------ Zitierter Abschnitt ------

Würdigung der Integrationsbemühungen

Das Bundesverwaltungsgericht ist auf die Beschwerde eines jungen Eritreers eingetreten, der 2015 kurz nach seiner Volljährigkeit in die Schweiz kam, um sich der Wehrpflicht in Eritrea zu entziehen. Das Staatssekretariat für Migration verweigerte dem Beschwerdeführer damals den Status eines anerkannten Flüchtlings und lehnte seinen Asylantrag ab. Es gewährte ihm unter Berücksichtigung der Lage in Eritrea und seiner persönlichen Situation jedoch die vorläufige Aufnahme. Gestützt auf ein Urteil aus dem Jahr 2017 (BVG-Urteil D-2311/2016, E. 17.2), in welchem das Bundesverwaltungsgericht die «erhöhten Anforderungen an den Wegweisungsvollzug» nach Eritrea aufhob, widerrief das Staatssekretariat für Migration jedoch seine Aufenthaltsbewilligung F und ordnete im Jahr 2019 die Wegweisung an.

Vor dem Bundesverwaltungsgericht konnte das Staatssekretariat für Migration mit diesem Vorgehen nicht überzeugen. In seinen Erwägungen weist das Gericht darauf hin, dass die Prüfung zur Aufhebung der vorläufigen Aufnahme nicht mit der Prüfung für die erstmalige Genehmigung des F-Status gleichgesetzt werden kann: Der Verlust der Aufenthaltsgenehmigung führt zu einschneidenden Veränderungen für die Betroffenen, welche sich zum Teil seit vielen Jahren rechtmässig in der Schweiz aufhalten und hier ein Leben aufgebaut haben. Etwa müssen sie sich bei Verlust des F-Status der Nothilfe unterwerfen. Das Gericht stellt klar, dass eine vorläufige Aufnahme auch bei Wegfall aller (früheren) Vollzugshindernisse (Art. 83 Abs. 2 bis 4 AIG) nur aufgehoben werden kann, wenn sich die Wegweisung gleichzeitig auch als verhältnismässig erweist. Die Migrationsbehörde müsse deshalb immer zwischen dem öffentlichen Interesse an der Durchsetzung der Wegweisung einerseits und dem persönlichen Interesse an Verbleib in der Schweiz andererseits abwägen. Bei der Interessensabwägung sei dem Integrationsgrad der asylsuchenden Person und möglichen Schwierigkeiten bei einer Rückkehr in das Herkunftsland besondere Beachtung zu schenken.

------ Entnommenes Material ------

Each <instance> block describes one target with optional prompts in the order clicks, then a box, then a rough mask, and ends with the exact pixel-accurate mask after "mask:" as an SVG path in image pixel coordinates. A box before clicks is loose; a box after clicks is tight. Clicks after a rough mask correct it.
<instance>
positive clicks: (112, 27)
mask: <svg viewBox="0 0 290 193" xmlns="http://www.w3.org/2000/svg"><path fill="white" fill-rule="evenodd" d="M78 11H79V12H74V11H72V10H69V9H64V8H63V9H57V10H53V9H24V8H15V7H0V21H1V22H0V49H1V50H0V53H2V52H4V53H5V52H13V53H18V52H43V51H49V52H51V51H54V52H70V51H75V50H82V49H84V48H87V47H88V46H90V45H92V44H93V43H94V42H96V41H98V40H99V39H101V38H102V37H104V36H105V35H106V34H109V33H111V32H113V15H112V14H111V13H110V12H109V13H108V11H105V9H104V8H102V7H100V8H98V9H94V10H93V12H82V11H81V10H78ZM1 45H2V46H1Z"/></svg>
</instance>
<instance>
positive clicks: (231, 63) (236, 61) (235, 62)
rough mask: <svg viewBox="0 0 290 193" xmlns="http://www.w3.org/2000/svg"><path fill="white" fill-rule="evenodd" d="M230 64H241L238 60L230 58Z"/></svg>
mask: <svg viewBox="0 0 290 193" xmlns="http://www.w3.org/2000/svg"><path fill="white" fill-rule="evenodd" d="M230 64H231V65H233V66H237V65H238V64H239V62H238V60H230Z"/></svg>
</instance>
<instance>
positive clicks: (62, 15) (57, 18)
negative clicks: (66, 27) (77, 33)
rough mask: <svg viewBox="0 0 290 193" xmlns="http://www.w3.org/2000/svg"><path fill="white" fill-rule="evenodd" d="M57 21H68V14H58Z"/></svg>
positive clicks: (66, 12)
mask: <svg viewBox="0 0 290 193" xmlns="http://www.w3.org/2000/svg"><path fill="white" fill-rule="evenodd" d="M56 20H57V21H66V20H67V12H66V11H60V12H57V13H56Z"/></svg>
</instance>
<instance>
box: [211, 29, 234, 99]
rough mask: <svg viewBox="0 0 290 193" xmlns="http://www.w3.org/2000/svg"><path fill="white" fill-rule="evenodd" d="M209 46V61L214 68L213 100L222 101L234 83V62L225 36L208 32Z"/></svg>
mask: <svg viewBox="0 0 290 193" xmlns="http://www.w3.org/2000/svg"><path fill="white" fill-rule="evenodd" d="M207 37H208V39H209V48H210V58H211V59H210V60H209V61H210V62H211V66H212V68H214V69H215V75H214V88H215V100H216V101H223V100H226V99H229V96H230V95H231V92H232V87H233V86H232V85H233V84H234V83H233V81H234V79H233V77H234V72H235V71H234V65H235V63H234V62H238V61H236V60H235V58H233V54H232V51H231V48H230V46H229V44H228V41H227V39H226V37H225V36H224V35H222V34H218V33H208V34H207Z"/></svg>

------

→ Aufgabe A
Welche Bedingung muss laut dem Text über das Urteil zur vorläufigen Aufnahme neben dem Wegfall aller Vollzugshindernisse erfüllt sein, damit eine vorläufige Aufnahme aufgehoben werden kann?
→ Aufgabe B
Führe den Text über das Urteil zur vorläufigen Aufnahme im Anschluss an seinen letzten Satz weiter.

→ Antwortfeld A
Die Wegweisung muss sich gleichzeitig auch als verhältnismässig erweisen.

→ Antwortfeld B
Im konkreten Fall stellt das Gericht fest, dass der Beschwerdeführer seit seiner Ankunft im Kanton Waadt mit grossem Eifer Französischkurse besucht habe und eine Ausbildung anstrebte. Nach Praktika und temporären Jobs habe er im August 2019 eine Lehre als Elektriker begonnen. Alle Zeugnisse und Zertifikate zeigten, dass er hoch motiviert sei und geschätzt würde. Das Gericht hebt hervor, dass der junge Mann sich fünf Jahre lang «in besonderem Masse um eine Ausbildung und einen schnellen Einstieg in den Arbeitsmarkt» bemüht habe. Die Aufhebung seines Aufenthaltsstatus würde alle seine Bemühungen zunichtemachen. Ausserdem sei der Beschwerdeführer nicht wegen einer Straftat verurteilt oder strafrechtlich verfolgt worden und habe sich in keiner Weise verhalten, die mit der öffentlichen Ordnung der Schweiz unvereinbar sei. Das Bundesverwaltungsgericht kommt zum Schluss: Das Interesse des Beschwerdeführers am Verbleib in der Schweiz überwiegt dem öffentlichen Interesse an seiner Rückführung. Der Entscheid ist endgültig und kann vor Bundesgericht nicht mehr angefochten werden.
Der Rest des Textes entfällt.